→ What you will do:
1 > Retype the passage from the article on entrepreneurial thinking, beginning at the words "Get Your Idea" and stopping after "is always evolving.".
2 > Name every person and every company mentioned in the article on entrepreneurial thinking.

→ Extracted text:
The technological changes that will force you and I to think differently about how we live and work have already happened. It helps to think like an entrepreneur.
Keys to Mastery
It’s extraordinary how Robert (48 Laws of Power) Greene’s new book “Mastery” sums up new ideas from Lean Startup methodology, such as Rapid Prototyping and The Pivot. Here’s an excerpt:
Let us say you have an idea for a new product. You can design it on your own and then launch it, but often you notice a discrepancy between your own level of excitement for your product and the somewhat indifferent response of the public. You have not engaged in a dialog with reality, which is the essence of the Current. Instead, it is better to produce a prototype–a form of speculation–and see how people respond to it. Based on the assessments you gain, you can redo the work and launch it again, cycling through this process several times until you perfect it. The responses of the public will make you think more deeply about what you are producing. Such feedback will help make visible what is generally invisible to your eyes–the objective reality of your work and its flaws, as reflected through the eyes of many people.
Get Your Idea Out There
Product development methodologies such as rapid prototyping and continuous deployment involve getting your entrepreneurial idea out there, in front of real people, and responding to what you learn by fixing what doesn’t work.
Rapid prototyping is one reason Google products spend so much time in beta. Continuous deployment is the reason why your Facebook is always evolving.

→ Provided material:
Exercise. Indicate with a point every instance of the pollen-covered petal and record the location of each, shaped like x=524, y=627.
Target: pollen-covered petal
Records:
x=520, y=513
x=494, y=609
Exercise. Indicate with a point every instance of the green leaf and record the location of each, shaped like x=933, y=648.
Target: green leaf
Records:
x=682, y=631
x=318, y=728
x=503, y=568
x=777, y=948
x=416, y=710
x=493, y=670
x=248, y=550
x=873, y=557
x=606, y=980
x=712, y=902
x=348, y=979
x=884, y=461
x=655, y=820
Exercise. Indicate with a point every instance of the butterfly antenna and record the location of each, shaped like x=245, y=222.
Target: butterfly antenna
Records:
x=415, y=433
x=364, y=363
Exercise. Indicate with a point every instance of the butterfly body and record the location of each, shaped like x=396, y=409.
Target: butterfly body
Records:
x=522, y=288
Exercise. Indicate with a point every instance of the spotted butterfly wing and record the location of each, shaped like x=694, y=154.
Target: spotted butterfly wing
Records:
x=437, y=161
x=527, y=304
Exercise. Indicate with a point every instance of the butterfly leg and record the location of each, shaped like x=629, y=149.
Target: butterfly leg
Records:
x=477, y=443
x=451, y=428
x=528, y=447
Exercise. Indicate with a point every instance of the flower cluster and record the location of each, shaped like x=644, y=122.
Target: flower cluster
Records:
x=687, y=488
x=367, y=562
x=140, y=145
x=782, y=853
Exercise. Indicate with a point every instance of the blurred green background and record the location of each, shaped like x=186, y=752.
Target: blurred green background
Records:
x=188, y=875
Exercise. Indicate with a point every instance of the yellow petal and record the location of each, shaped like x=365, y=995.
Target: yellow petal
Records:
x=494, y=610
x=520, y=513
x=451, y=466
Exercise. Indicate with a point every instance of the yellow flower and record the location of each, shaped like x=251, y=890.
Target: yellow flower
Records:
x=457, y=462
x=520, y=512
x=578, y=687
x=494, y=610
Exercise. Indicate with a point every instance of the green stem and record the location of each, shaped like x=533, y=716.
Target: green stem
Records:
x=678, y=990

→ Solutions to the exercise:
1 >
Get Your Idea Out There
Product development methodologies such as rapid prototyping and continuous deployment involve getting your entrepreneurial idea out there, in front of real people, and responding to what you learn by fixing what doesn’t work.
Rapid prototyping is one reason Google products spend so much time in beta. Continuous deployment is the reason why your Facebook is always evolving.

2 > Robert Greene, Google, Facebook